** WRITTEN EXERCISE **
Rewrite the material below with every "garage door" changed to "front door", keeping everything else the same.

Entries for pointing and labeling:
---+---

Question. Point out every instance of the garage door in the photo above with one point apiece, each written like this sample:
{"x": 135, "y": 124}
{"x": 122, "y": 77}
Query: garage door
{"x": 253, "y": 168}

---+---

** EXERCISE RESULT **
Question. Point out every instance of the front door in the photo above with one point apiece, each written like this sample:
{"x": 135, "y": 124}
{"x": 122, "y": 77}
Query: front door
{"x": 253, "y": 168}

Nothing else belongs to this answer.